[[ Document passage open ]]
This speech is to indicate support for the Statutes Amendment (Prohibition Of Human Cloning For Reproduction And Regulation Of Research Involving Human Embryos) Bill, which has been passed by all parliaments around Australia, with the exception of Western Australia.
Adjourned debate on second reading.
(Continued from 3 March 2009. Page 1445.)
The Hon. J.M.A. LENSINK (21:46): I note that this bill has been passed by all parliaments around Australia, with the exception of Western Australia, and that the commonwealth was the lead parliament in implementing these provisions. Because the states and the commonwealth have responsibility for different aspects of regulation of such practices, it will be necessary for South Australia to pass this bill to allow for the cloning of human embryos.
This a somewhat controversial area, and I think that, for a number of people, it brings into focus the issue of the sanctity of human life. I state at the outset that I respect the views of other people who hold those views very strongly and deeply. I think I have more respect for people who have advanced that as their reason for not supporting this bill than for those who have come up with all sorts of spurious and pseudoscientific reasons for not supporting this measure. I support this bill, and I do so for a few simple reasons. I believe that there is great promise in assisting people who are suffering—and suffering very severely—from various incurable illnesses.
[[ Document passage closed ]]
[[ Data open ]]
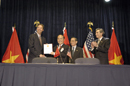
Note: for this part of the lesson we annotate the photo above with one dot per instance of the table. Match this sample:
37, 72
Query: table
64, 75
[[ Data closed ]]
▶ **Problems and tasks**:
- A) In the speech on the human cloning bill, which parliament was the lead parliament in implementing these provisions?
- B) Carry on the human cloning bill speech from its last sentence.

▶ **Answers to the exercise**:
- A) The commonwealth parliament.

- B)
Indeed, in the press recently, there have been reports about the death of Ivan Cameron, the son of David Cameron, the leader of the Conservative Party in the UK. Ivan Cameron was born with severe cerebral palsy and epilepsy. Prime Minister Gordon Brown has a son with cystic fibrosis, which is, in effect, an illness which ends one's life sooner than the average life expectancy, although medical advances have improved life expectancy. I accept that there are moral issues involved here and that a number of people, particularly those who adhere to certain aspects of their Christian faith, believe that it is a slippery slope. However, I believe we have faced these issues before in relation to IVF, when that initially became a possibility some decades ago, and the parliaments at that time determined that that would be allowed within limited scope—and this practice will be allowed within limited scope.
There have also been people who have argued against this practice because the recent advances with induced pluripotent stem cells negate the need for it. However, I do not accept that that is the case, and I refer to a letter, which I think has been read into the record already by one of the preceding speakers. I am referring to a letter from Professor Robert Norman, who is one of our local pre-eminent scientists. He says that, while it is welcomed that induced pluripotent stem cells have great potential, even the inventors of iPL agree that it is too early to rule in or out any one type of stem cell technology.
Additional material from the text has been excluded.